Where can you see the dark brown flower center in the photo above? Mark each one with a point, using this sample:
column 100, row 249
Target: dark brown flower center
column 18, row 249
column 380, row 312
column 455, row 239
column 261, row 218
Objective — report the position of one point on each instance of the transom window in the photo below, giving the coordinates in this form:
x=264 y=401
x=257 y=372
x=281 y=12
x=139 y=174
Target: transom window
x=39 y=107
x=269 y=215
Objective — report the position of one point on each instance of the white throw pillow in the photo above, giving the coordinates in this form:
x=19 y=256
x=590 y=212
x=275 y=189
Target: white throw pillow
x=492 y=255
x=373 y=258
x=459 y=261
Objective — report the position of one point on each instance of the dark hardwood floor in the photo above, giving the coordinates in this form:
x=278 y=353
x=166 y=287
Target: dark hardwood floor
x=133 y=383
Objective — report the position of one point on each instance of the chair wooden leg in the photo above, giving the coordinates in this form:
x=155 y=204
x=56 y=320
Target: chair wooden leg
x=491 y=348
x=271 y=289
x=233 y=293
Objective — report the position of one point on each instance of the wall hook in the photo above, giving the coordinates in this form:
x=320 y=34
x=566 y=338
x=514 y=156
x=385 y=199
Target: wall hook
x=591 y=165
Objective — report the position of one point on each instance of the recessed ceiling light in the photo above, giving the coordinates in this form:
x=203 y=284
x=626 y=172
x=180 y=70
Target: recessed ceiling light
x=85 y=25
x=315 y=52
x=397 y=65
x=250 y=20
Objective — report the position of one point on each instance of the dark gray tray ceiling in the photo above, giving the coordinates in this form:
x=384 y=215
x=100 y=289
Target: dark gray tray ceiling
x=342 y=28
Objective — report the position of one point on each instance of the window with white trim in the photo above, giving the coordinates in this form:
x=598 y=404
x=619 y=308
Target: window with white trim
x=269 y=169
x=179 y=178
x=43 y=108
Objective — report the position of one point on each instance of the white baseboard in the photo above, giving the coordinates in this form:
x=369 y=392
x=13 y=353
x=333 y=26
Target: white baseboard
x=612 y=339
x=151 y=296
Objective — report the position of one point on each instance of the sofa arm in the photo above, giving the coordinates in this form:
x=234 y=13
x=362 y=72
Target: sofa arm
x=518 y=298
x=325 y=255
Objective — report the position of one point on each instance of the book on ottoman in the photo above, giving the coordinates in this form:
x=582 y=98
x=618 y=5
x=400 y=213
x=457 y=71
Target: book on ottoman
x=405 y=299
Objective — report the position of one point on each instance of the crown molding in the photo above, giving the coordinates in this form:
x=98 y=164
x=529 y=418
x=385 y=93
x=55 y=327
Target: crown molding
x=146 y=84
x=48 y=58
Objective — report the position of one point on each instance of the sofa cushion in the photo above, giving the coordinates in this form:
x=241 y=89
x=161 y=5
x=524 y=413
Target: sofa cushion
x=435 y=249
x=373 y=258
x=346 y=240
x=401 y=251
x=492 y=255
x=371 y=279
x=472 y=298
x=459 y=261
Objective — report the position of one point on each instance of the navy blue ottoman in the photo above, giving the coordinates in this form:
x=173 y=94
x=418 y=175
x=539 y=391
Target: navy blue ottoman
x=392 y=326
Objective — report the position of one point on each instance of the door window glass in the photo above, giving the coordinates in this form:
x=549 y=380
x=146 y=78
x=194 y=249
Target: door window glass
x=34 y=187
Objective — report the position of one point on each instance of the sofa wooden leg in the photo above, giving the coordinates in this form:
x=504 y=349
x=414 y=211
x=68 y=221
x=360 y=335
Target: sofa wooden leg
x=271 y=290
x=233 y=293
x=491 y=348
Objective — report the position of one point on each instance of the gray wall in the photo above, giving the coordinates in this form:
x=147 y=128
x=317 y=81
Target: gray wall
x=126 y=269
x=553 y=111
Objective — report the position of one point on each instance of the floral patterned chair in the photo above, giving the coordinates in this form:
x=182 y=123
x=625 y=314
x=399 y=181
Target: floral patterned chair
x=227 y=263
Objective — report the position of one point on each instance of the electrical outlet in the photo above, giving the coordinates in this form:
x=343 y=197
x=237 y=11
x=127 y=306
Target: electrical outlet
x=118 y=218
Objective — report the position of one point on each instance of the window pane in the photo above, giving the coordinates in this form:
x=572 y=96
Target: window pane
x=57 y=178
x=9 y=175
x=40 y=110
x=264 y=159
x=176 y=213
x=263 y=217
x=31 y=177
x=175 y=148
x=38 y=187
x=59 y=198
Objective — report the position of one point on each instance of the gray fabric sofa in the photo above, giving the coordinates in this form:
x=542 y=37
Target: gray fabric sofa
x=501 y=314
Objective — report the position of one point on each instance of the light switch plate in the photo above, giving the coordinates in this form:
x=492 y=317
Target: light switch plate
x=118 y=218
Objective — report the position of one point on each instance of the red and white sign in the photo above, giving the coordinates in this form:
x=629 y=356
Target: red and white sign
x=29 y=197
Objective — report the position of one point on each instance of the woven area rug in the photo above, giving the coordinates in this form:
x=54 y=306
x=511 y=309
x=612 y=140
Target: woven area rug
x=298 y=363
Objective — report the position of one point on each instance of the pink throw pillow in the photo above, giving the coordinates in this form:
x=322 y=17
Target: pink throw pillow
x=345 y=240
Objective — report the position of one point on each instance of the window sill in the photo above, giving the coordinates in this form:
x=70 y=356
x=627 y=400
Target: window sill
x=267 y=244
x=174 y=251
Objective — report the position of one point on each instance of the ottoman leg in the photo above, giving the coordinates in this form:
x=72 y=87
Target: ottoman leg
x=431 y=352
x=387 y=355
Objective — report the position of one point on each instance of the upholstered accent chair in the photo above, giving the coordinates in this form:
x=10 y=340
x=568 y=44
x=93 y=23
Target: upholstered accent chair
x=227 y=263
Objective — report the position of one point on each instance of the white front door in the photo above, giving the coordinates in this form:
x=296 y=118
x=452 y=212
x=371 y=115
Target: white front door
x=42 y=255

- _Aim of the task_:
Beginning with the line that contains "x=627 y=400", set down every line through the end of the data without change.

- _Your response_:
x=627 y=400
Target: window sill
x=267 y=244
x=174 y=251
Objective — report the position of one point on each instance of the ottoman leg in the photo above, giving the coordinates in this form:
x=72 y=87
Target: ottoman leg
x=431 y=352
x=387 y=355
Objective — report the position of one point on each instance of the upholstered accent chair in the photo above, giving the coordinates in this form:
x=10 y=340
x=568 y=44
x=93 y=23
Target: upholstered accent chair
x=227 y=263
Objective — report the position of one point on each instance of the white front door in the photo above, giving the coordinates in this form:
x=296 y=118
x=452 y=212
x=371 y=115
Target: white front door
x=42 y=255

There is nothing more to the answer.